* [Text provided]
----------------------------------------
In one of their requests, the defendants asked the judge to instruct the jury that, if they found that Andrew’s view of the intersection was obstructed, she had a duty to slow down and keep to the right of the center line. The judge refused to give the instruction in that form. Instead, he instructed the jury that, if they found that either operator’s view of the intersection was obstructed, that operator was required to slow down and “exercise some control in entering the intersection.” The defendants argue that the judge erred in not instructing the jury that an operator of a vehicle whose view is obstructed has a duty to keep to the right of the center line. We think that this matter was adequately covered in other portions of the judge’s charge. A judge is under no obligation to charge the jury in the specific language requested by a party, so long as the charge is complete and correct in its essentials. Van Dyke v. Bixby, 388 Mass. 663, 670 (1983).

The defendants also requested that the judge instruct the jury that, if they found that the Andrew automobile approached or entered the intersection “before or at the same instant as the [Barnett] vehicle and that [Andrew] intended to turn left to continue on Circuit Street, . . . Andrew had the duty before turning, to yield the right-of-way to the [Barnett] vehicle, until such time as the left turn could be made with reasonable safety.” The judge denied the request on the ground that the evidence showed that Circuit Street did not make a left turn at the intersection.

The judge’s action was correct. The record shows that Circuit Street, at least at the intersection, was a straight road. Because there was no evidence to which the requested instruction was *755applicable, it did not have to be given. Caron v. Lynn Sand & Stone Co., 270 Mass. 340, 348 (1930).

The denials of the above two requests for instructions were made the subjects of proper objections by the defendants. They also made an additional request that the judge charge the jury, in essence, that, if the jurors found that Andrew did not have an unobstructed view for at least 400 feet before the intersection, she had a duty to keep her automobile to the right of the middle of Circuit Street. The judge denied the request. The defendants did not object to the judge’s action, and that failure is fatal to their raising the issue on appeal. Karen Constr. Co. v. Lizotte, 396 Mass. 143, 149 (1985). See Mass.R.Civ.P. 51(b), 365 Mass. 816 (1974).

c. Denial of defendants’ motion for new trial on ground verdict was excessive. The defendants filed a motion for a new trial based on the ground that the damages awarded to the plaintiff were excessive. On appeal, “an award of damages must stand unless to make it or to permit it to stand was an abuse of discretion on the part of the court below, amounting to an error of law.” Bartley v. Phillips, 317 Mass. 35, 43 (1944). “An appellate court will not find an abuse of discretion in the judge’s refusal to grant a new trial on the ground of excessive damages ‘ [ujnless the damages awarded were greatly disproportionate to the injury proven or represented a miscarriage of justice.’” Mirageas v. Massachusetts Bay Transp. Authy., 391 Mass. 815, 822 (1984), quoting from doCanto v. Ametek, Inc., 367 Mass. 776, 787 (1975). On the record here, there was no abuse of discretion.
----------------------------------------
* [To-do list]
1. Pull out each line of the listing that contains the string "detect". Treat uppercase and lowercase as different.
2. Resume the court opinion on jury instructions and excessive damages, picking up after its final sentence.
The court opinion on jury instructions has no connection to the listing.
----------------------------------------
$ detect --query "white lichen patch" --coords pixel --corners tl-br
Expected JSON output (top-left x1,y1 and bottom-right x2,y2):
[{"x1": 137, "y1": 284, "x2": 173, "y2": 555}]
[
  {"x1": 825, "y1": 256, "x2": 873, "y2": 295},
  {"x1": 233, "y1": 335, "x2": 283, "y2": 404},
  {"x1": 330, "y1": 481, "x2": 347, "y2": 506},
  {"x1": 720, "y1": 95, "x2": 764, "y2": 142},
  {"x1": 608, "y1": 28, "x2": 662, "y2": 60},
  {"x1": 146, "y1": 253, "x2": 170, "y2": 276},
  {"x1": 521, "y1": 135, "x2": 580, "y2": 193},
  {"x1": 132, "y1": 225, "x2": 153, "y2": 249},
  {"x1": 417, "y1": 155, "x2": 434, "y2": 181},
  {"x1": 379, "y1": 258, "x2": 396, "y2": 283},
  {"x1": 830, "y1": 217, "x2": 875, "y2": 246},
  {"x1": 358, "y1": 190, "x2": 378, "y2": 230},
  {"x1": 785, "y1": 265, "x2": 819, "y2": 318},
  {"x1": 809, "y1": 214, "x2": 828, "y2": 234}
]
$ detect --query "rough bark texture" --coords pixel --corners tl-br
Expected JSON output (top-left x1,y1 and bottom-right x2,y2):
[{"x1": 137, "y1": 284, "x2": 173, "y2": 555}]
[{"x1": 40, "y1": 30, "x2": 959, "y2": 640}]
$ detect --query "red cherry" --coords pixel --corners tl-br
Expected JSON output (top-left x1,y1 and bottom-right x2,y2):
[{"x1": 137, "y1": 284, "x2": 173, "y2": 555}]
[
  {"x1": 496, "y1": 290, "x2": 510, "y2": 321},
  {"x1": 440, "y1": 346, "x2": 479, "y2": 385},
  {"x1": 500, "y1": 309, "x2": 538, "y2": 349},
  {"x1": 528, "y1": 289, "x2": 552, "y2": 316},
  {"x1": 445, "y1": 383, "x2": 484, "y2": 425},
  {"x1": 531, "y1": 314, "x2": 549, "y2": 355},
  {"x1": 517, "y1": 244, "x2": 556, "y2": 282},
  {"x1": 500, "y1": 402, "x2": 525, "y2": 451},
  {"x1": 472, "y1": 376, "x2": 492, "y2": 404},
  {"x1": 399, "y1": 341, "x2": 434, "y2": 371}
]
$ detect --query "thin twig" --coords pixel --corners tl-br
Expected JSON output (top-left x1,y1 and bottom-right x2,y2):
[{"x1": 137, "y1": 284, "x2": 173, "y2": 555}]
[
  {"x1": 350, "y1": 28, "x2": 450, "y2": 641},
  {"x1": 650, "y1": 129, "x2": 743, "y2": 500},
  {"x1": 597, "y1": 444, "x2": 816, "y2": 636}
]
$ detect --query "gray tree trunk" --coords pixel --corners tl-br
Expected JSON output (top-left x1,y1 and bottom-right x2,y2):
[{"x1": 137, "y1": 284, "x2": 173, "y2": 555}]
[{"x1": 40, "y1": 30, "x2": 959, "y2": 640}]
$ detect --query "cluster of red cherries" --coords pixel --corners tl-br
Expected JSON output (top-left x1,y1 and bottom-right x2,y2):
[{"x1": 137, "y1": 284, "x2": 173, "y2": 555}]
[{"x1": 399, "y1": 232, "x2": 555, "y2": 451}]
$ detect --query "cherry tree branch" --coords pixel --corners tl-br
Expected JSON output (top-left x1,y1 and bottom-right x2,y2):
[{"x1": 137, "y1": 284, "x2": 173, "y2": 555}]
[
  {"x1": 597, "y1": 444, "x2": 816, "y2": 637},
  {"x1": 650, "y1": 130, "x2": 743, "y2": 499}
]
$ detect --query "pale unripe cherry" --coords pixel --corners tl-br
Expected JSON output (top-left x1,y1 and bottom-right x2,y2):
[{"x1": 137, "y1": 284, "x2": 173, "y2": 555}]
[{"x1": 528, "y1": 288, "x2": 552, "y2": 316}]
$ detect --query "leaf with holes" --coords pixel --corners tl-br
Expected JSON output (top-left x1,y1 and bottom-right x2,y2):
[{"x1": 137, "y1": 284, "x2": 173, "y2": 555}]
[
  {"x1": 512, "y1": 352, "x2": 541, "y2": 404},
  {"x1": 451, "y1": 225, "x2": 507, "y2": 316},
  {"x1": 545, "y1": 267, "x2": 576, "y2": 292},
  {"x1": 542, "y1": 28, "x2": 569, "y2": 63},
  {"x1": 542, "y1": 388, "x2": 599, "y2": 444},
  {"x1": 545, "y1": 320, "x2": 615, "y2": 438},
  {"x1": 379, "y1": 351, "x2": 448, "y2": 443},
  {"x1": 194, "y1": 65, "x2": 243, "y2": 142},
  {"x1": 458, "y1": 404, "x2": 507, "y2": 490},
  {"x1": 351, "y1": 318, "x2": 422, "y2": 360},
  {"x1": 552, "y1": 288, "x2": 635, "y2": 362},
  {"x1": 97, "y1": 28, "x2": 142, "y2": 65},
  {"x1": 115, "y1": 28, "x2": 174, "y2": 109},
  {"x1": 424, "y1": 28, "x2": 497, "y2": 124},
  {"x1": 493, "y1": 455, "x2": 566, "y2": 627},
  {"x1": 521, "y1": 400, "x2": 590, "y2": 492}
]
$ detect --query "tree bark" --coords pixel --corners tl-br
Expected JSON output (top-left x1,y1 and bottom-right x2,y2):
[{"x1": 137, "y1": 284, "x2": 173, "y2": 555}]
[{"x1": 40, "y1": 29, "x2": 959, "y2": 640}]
----------------------------------------
* [Answers per task]
1.
$ detect --query "white lichen patch" --coords pixel --corners tl-br
$ detect --query "rough bark texture" --coords pixel --corners tl-br
$ detect --query "red cherry" --coords pixel --corners tl-br
$ detect --query "thin twig" --coords pixel --corners tl-br
$ detect --query "gray tree trunk" --coords pixel --corners tl-br
$ detect --query "cluster of red cherries" --coords pixel --corners tl-br
$ detect --query "cherry tree branch" --coords pixel --corners tl-br
$ detect --query "pale unripe cherry" --coords pixel --corners tl-br
$ detect --query "leaf with holes" --coords pixel --corners tl-br
$ detect --query "tree bark" --coords pixel --corners tl-br

2.
II. The Third-Party Complaint.

The motion judge’s allowance of Hanover’s motion for summary judgment came about in the following manner. After the defendants filed a motion to implead Hanover as a third-party defendant, the town responded with a document, captioned as a brief, setting forth its opposition. The brief was accompanied by supporting documents.

The judge allowed the defendants’ motion to implead Hanover, and they immediately filed their third-party complaint. That complaint sought contribution from the town based *756upon the allegation that the town “had negligently designed, constructed, and maintained the intersection ... so as to cause and contribute,to the accident referred to in the [plaintiff’s] complaint.” The judge, after reading the complaint, treated the brief of Hanover previously filed as a motion for summary judgment. He then continued the hearing for one week in order for the parties to file further documentary materials relative to the motion for summary judgment. The defendants filed a brief in opposition to the motion. Hanover supplemented its brief by filing a memorandum which raised additional grounds to support its position.

Among those grounds was the argument that the defendants’ third-party complaint against the town was barred under the discretionary acts exception found in the Massachusetts Tort Claims Act. G. L. c. 258, § 10(&). The judge, after listening to the arguments of counsel, granted Hanover’s motion for summary judgment and ordered judgment to enter in its favor.

On appeal, the defendants appear to have dropped their claim in their complaint that Hanover negligently constructed and maintained the intersection.2 Rather, they have focused on the allegation that the town negligently designed the site of the accident. They argue that the design of an intersection does not fall within the exception to liability that G. L. c. 258, § 10(¿>), established for discretionary functions.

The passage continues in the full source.